Text provided:
::::::::::

# Pathfinder, Blue Wave, Yellowfin, Blackjack,...



## beaux291 (Feb 28, 2012)

This past weekend I was lucky enough the have the greatest fishing trip of my life. A group of us went out to the Chandeleur Islands in a 22' Pathfinder TE. Since this trip, my interset in my next bay boat has changed completely. 

I currently have a 17' Sea Hunt that is entirely too small (Im 6'5" 280lbs and my partner is 6'7" 280 lbs), and doesnt run shallow. I was set on buying 23'-25' Majek withing the next 6 months, but after fishing the rigs at night and going all the way out the Chandeleur my interests have changed. I have been looking at all kinds of boats, and reading every forum that has these brands as a topic.

::::::::::

Items:
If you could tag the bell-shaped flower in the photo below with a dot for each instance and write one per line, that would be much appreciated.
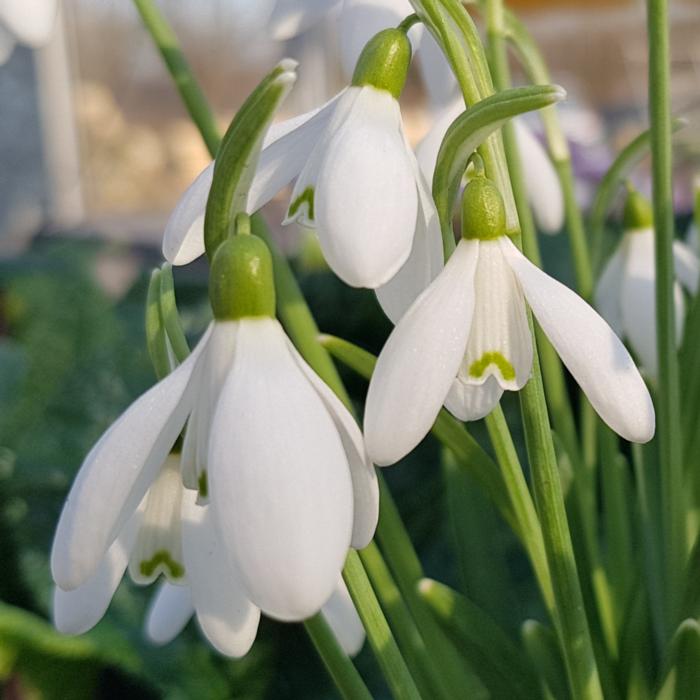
(471, 323)
(171, 534)
(626, 291)
(542, 182)
(357, 183)
(273, 450)
(28, 22)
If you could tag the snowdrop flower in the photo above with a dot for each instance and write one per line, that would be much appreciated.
(471, 323)
(171, 534)
(357, 183)
(28, 22)
(626, 291)
(268, 445)
(542, 183)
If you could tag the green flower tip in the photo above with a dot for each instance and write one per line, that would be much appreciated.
(638, 212)
(241, 283)
(483, 211)
(384, 62)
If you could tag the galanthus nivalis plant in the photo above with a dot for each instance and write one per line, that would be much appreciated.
(240, 482)
(471, 323)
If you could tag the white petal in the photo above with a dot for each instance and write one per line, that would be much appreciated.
(500, 344)
(420, 360)
(31, 21)
(608, 293)
(439, 81)
(183, 240)
(291, 17)
(426, 259)
(158, 547)
(687, 266)
(590, 349)
(366, 199)
(341, 616)
(364, 477)
(169, 613)
(79, 610)
(280, 481)
(227, 618)
(117, 473)
(473, 401)
(360, 20)
(542, 181)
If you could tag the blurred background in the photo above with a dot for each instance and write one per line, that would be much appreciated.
(95, 150)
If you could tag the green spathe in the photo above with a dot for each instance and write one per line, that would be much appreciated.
(483, 211)
(384, 62)
(241, 282)
(638, 212)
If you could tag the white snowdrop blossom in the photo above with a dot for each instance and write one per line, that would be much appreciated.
(626, 291)
(268, 445)
(358, 185)
(28, 22)
(171, 534)
(541, 182)
(471, 323)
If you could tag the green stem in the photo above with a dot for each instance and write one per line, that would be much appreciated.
(668, 399)
(344, 674)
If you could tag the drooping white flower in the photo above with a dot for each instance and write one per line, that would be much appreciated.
(267, 443)
(541, 181)
(357, 184)
(471, 323)
(28, 22)
(173, 535)
(626, 291)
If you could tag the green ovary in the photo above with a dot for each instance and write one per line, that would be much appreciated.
(307, 197)
(478, 367)
(162, 558)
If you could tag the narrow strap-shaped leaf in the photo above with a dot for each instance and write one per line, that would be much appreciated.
(465, 135)
(500, 664)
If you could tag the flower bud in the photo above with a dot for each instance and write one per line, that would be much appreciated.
(638, 213)
(241, 283)
(384, 62)
(483, 211)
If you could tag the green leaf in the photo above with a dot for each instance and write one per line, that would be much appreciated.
(238, 154)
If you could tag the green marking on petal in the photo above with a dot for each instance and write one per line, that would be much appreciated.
(203, 485)
(478, 367)
(163, 559)
(306, 197)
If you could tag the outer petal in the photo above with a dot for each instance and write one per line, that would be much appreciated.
(420, 360)
(500, 343)
(79, 610)
(687, 266)
(542, 182)
(169, 613)
(360, 20)
(608, 292)
(590, 349)
(280, 481)
(343, 619)
(117, 473)
(366, 199)
(473, 401)
(227, 618)
(31, 21)
(291, 17)
(426, 259)
(364, 477)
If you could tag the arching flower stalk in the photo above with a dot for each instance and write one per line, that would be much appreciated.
(626, 291)
(471, 323)
(268, 446)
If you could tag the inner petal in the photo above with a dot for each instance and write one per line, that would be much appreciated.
(500, 344)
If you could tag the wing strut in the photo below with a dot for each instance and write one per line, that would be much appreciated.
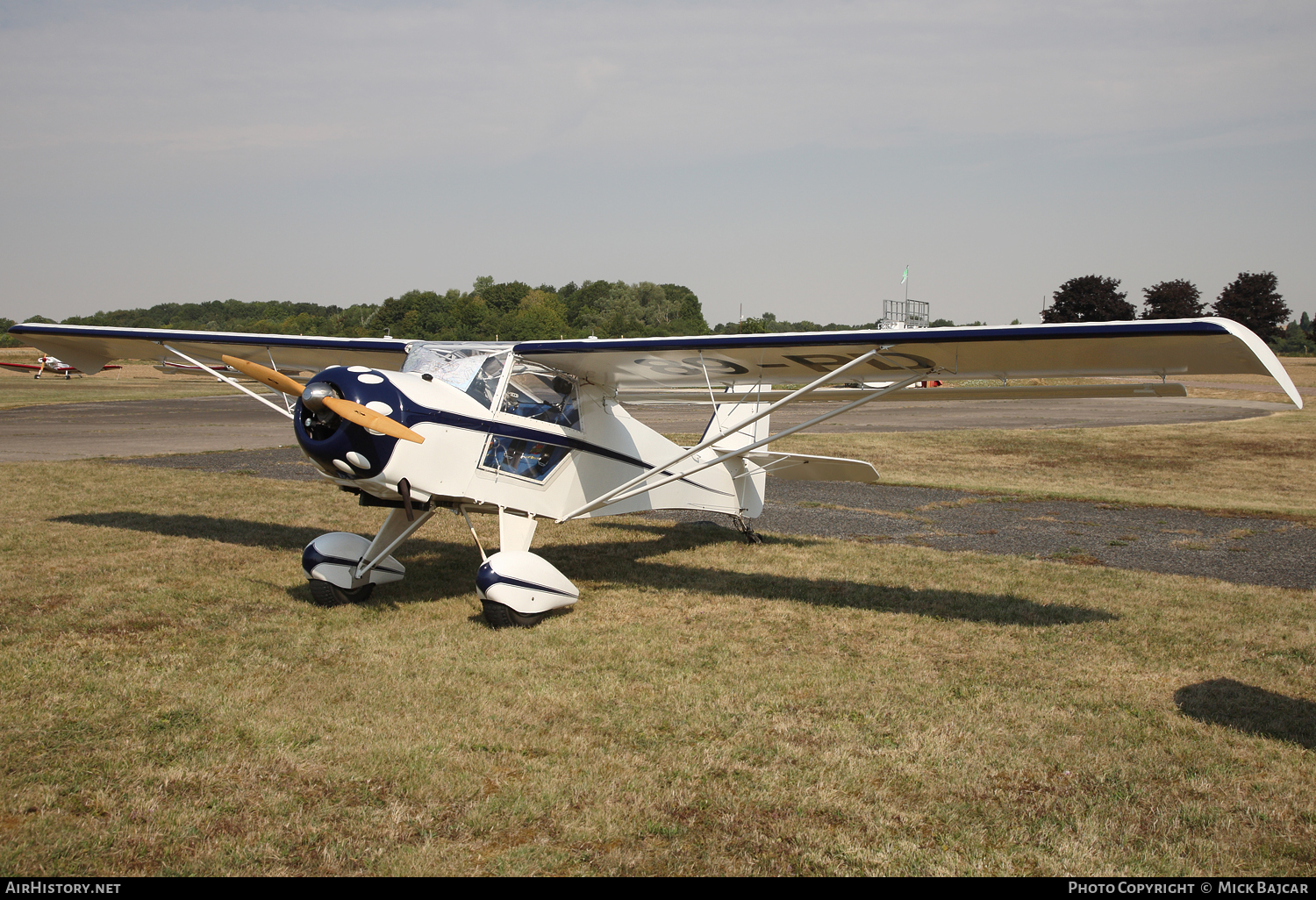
(225, 378)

::::::::::

Exercise tasks:
(A) List every boat brand named in the boat forum post, each only once.
(B) Please retype the part of the boat forum post that opens with the words containing "This past weekend" and closes with "has changed completely.".

The responses:
(A)
Pathfinder
Blue Wave
Yellowfin
Blackjack
Sea Hunt
Majek

(B)
This past weekend I was lucky enough the have the greatest fishing trip of my life. A group of us went out to the Chandeleur Islands in a 22' Pathfinder TE. Since this trip, my interset in my next bay boat has changed completely.